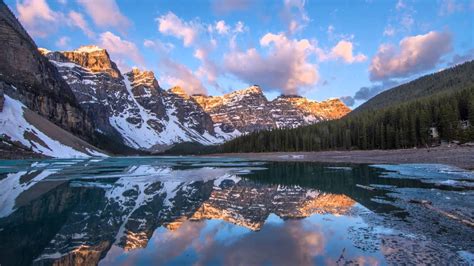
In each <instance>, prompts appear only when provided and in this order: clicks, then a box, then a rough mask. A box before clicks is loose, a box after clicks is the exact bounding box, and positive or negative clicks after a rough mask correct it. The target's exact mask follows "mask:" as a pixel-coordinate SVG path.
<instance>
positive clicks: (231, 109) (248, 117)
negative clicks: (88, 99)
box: [193, 85, 350, 133]
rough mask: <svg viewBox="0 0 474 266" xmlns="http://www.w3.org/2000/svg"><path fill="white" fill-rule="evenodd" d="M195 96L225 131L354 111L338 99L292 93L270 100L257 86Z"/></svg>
mask: <svg viewBox="0 0 474 266" xmlns="http://www.w3.org/2000/svg"><path fill="white" fill-rule="evenodd" d="M193 98H194V99H195V100H196V101H197V102H198V103H199V104H200V105H201V106H202V107H203V109H204V110H205V111H206V112H207V113H209V114H210V115H211V117H212V120H213V122H214V123H215V124H216V126H218V127H221V129H222V130H223V131H224V132H230V131H232V130H234V129H237V130H238V131H240V132H242V133H243V132H252V131H256V130H263V129H272V128H295V127H298V126H303V125H309V124H314V123H317V122H320V121H325V120H331V119H337V118H340V117H342V116H344V115H345V114H347V113H348V112H350V109H349V108H347V106H345V105H344V104H343V103H342V102H341V101H340V100H338V99H332V100H327V101H323V102H316V101H311V100H308V99H306V98H304V97H301V96H297V95H289V96H280V97H278V98H276V99H274V100H273V101H268V100H267V98H266V97H265V95H264V94H263V92H262V90H261V89H260V87H258V86H256V85H254V86H251V87H249V88H247V89H243V90H239V91H234V92H232V93H229V94H225V95H223V96H216V97H212V96H210V97H207V96H203V95H194V96H193Z"/></svg>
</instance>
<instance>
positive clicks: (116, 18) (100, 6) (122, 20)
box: [77, 0, 131, 32]
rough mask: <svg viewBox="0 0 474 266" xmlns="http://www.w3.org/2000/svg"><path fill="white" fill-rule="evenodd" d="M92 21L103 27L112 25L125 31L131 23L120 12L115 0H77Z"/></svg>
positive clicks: (97, 25) (128, 19) (120, 29)
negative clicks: (99, 0) (93, 21)
mask: <svg viewBox="0 0 474 266" xmlns="http://www.w3.org/2000/svg"><path fill="white" fill-rule="evenodd" d="M77 2H78V3H79V4H81V5H82V6H83V7H84V8H85V10H86V11H87V13H88V14H89V16H90V17H91V18H92V20H93V21H94V23H95V24H96V25H97V26H99V27H103V28H107V27H112V28H115V29H116V30H118V31H120V32H125V31H126V30H127V29H128V27H129V26H130V25H131V22H130V20H129V19H128V18H127V17H126V16H124V15H123V14H122V12H121V11H120V8H119V6H118V5H117V3H116V2H115V0H100V1H97V0H77Z"/></svg>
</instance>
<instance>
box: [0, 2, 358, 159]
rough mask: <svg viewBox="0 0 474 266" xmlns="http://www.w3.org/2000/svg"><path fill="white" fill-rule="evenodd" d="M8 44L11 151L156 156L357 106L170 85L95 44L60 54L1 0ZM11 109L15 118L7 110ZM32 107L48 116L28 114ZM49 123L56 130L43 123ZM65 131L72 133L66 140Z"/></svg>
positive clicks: (256, 93) (298, 96)
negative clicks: (124, 71) (46, 48)
mask: <svg viewBox="0 0 474 266" xmlns="http://www.w3.org/2000/svg"><path fill="white" fill-rule="evenodd" d="M0 41H1V43H0V48H1V49H2V53H1V54H0V124H1V125H3V128H2V129H1V131H0V151H2V149H4V148H5V149H6V151H8V153H10V154H14V153H15V152H16V151H18V152H20V151H22V152H23V153H24V154H25V155H26V154H27V153H31V152H35V153H39V154H42V155H47V156H52V157H62V156H68V157H76V156H96V155H99V154H101V155H103V154H104V152H103V151H102V150H99V149H97V148H96V147H94V146H92V145H90V146H88V145H86V144H88V143H91V144H94V145H96V146H98V147H99V148H101V149H103V150H106V151H109V152H111V153H117V154H137V153H142V152H144V153H146V154H149V153H156V152H162V151H164V150H167V149H169V148H171V147H173V146H174V145H176V144H179V143H197V144H199V145H215V144H221V143H223V142H225V141H228V140H230V139H233V138H235V137H238V136H240V135H242V134H247V133H251V132H254V131H258V130H263V129H274V128H294V127H298V126H301V125H309V124H313V123H317V122H320V121H326V120H331V119H336V118H339V117H342V116H344V115H345V114H347V113H348V112H350V109H349V108H347V107H346V106H345V105H344V104H343V103H342V102H341V101H339V100H335V99H332V100H328V101H324V102H320V103H318V102H315V101H310V100H308V99H306V98H303V97H300V96H281V97H279V98H277V99H275V100H273V101H269V100H268V99H267V98H266V97H265V95H264V94H263V92H262V89H261V88H260V87H258V86H251V87H249V88H246V89H243V90H238V91H234V92H232V93H228V94H225V95H222V96H204V95H188V94H187V93H186V91H185V89H186V88H180V87H173V88H170V89H168V90H165V89H163V88H161V87H160V85H159V83H158V81H157V79H156V77H155V75H154V73H153V72H151V71H146V70H138V69H132V70H131V71H129V72H128V73H122V72H121V71H120V70H119V68H118V67H117V65H116V64H115V63H114V62H113V60H112V59H111V58H110V55H109V53H108V52H107V50H105V49H103V48H101V47H98V46H95V45H87V46H82V47H80V48H78V49H75V50H71V51H59V52H58V51H49V50H47V49H44V48H38V47H37V46H36V44H35V43H34V41H33V40H32V38H31V37H30V36H29V35H28V33H27V32H26V30H25V29H24V28H23V27H22V26H21V24H20V23H19V21H18V20H17V19H16V18H15V16H14V15H13V13H12V12H11V11H10V10H9V9H8V7H7V6H6V5H5V3H3V2H2V3H0ZM12 110H16V111H15V112H16V114H15V115H10V114H8V113H7V112H9V111H12ZM30 111H31V112H34V113H37V114H39V115H40V118H41V119H40V118H38V119H40V120H41V121H40V122H35V123H36V124H35V123H33V122H32V121H29V120H28V119H26V117H25V116H26V115H27V114H30V113H31V112H30ZM24 119H26V120H24ZM43 120H44V121H43ZM25 121H26V122H25ZM47 121H48V122H49V121H50V122H52V123H54V125H55V126H57V127H58V128H56V127H51V129H52V131H51V130H49V128H44V127H42V126H40V125H44V124H45V123H46V122H47ZM20 122H21V123H20ZM46 124H47V123H46ZM7 125H8V126H7ZM15 127H18V128H19V129H18V130H14V128H15ZM53 129H54V130H53ZM63 130H65V131H64V132H63ZM58 132H62V133H58ZM65 132H70V133H72V135H71V136H70V137H71V138H72V139H68V140H65V139H61V138H60V136H61V135H64V134H65ZM75 138H79V139H80V140H81V141H84V143H82V142H81V141H79V140H76V139H75ZM48 143H49V144H48ZM77 143H80V144H79V145H76V144H77ZM70 145H73V146H74V147H72V146H70ZM66 146H67V147H66ZM86 146H87V147H86ZM12 147H15V148H12ZM69 148H71V149H72V151H70V152H64V151H66V150H68V149H69ZM68 151H69V150H68ZM4 154H5V153H4Z"/></svg>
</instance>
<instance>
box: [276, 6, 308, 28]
mask: <svg viewBox="0 0 474 266" xmlns="http://www.w3.org/2000/svg"><path fill="white" fill-rule="evenodd" d="M305 2H306V1H305V0H284V2H283V11H282V17H283V20H284V22H285V23H286V24H287V27H288V32H289V33H290V34H294V33H296V32H298V31H300V30H301V29H303V28H304V27H306V25H307V24H308V22H309V20H310V19H309V16H308V14H307V13H306V10H305V9H304V6H305Z"/></svg>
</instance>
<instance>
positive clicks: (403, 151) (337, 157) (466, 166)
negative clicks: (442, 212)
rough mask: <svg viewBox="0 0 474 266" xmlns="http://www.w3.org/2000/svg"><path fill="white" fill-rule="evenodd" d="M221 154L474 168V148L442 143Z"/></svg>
mask: <svg viewBox="0 0 474 266" xmlns="http://www.w3.org/2000/svg"><path fill="white" fill-rule="evenodd" d="M212 156H217V157H237V158H245V159H251V160H263V161H305V162H327V163H369V164H377V163H382V164H383V163H388V164H396V163H436V164H447V165H452V166H456V167H460V168H464V169H468V170H474V147H472V146H457V145H456V146H451V147H449V146H441V147H435V148H422V149H400V150H355V151H321V152H270V153H224V154H213V155H212Z"/></svg>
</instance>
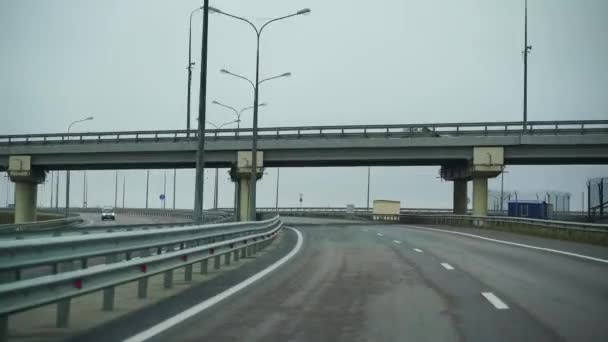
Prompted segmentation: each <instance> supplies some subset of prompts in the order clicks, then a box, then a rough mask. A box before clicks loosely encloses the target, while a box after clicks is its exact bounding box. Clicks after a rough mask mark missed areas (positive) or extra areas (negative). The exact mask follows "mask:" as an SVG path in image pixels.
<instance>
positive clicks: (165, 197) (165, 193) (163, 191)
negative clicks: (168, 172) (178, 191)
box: [163, 170, 167, 209]
mask: <svg viewBox="0 0 608 342" xmlns="http://www.w3.org/2000/svg"><path fill="white" fill-rule="evenodd" d="M163 195H164V196H165V197H164V198H163V209H166V208H167V205H166V203H167V170H165V173H164V174H163Z"/></svg>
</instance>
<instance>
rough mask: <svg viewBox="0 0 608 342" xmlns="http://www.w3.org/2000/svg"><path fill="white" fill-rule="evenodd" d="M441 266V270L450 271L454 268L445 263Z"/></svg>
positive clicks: (441, 264)
mask: <svg viewBox="0 0 608 342" xmlns="http://www.w3.org/2000/svg"><path fill="white" fill-rule="evenodd" d="M441 266H443V268H445V269H446V270H448V271H451V270H453V269H454V267H453V266H452V265H450V264H448V263H447V262H442V263H441Z"/></svg>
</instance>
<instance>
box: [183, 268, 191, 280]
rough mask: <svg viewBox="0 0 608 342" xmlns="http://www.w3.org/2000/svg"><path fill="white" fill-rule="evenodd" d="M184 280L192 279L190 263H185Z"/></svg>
mask: <svg viewBox="0 0 608 342" xmlns="http://www.w3.org/2000/svg"><path fill="white" fill-rule="evenodd" d="M184 280H185V281H192V264H189V265H186V267H185V269H184Z"/></svg>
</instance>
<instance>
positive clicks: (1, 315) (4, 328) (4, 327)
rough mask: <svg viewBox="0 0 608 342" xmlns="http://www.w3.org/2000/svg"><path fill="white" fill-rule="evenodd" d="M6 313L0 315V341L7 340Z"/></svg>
mask: <svg viewBox="0 0 608 342" xmlns="http://www.w3.org/2000/svg"><path fill="white" fill-rule="evenodd" d="M7 337H8V315H1V316H0V341H1V342H4V341H7V340H8V338H7Z"/></svg>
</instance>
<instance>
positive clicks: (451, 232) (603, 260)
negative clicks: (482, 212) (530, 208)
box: [404, 224, 608, 264]
mask: <svg viewBox="0 0 608 342" xmlns="http://www.w3.org/2000/svg"><path fill="white" fill-rule="evenodd" d="M404 226H405V227H411V228H416V229H424V230H432V231H436V232H443V233H448V234H455V235H462V236H468V237H472V238H476V239H481V240H486V241H492V242H497V243H502V244H505V245H511V246H518V247H524V248H530V249H536V250H539V251H545V252H551V253H556V254H562V255H568V256H572V257H576V258H581V259H586V260H593V261H598V262H603V263H605V264H608V260H606V259H601V258H595V257H592V256H588V255H583V254H577V253H571V252H565V251H560V250H557V249H551V248H545V247H538V246H531V245H525V244H523V243H517V242H510V241H504V240H498V239H492V238H488V237H485V236H479V235H475V234H469V233H462V232H454V231H451V230H445V229H437V228H428V227H420V226H413V225H409V224H408V225H404Z"/></svg>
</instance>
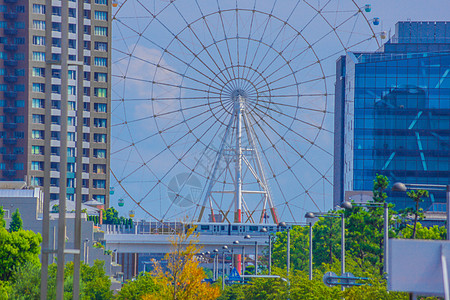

ACTIVITY | Skip the pictures, please, and transcribe only the lines from the beginning of the material through the one that contains "box: [193, 85, 350, 133]".

ANSWER TO THIS TASK |
In each <instance>, prompts appear only when provided and in this order: clicks, then a box, then a rough mask. A box before clicks is loose, a box after clicks is the exact bounding box, and positive or negative clicks after a rough mask correct it. The target's exact mask follows "mask:" as a pixel-coordinate SVG path.
<instance>
positive clicks: (231, 109) (248, 117)
negative clicks: (88, 99)
box: [193, 85, 350, 133]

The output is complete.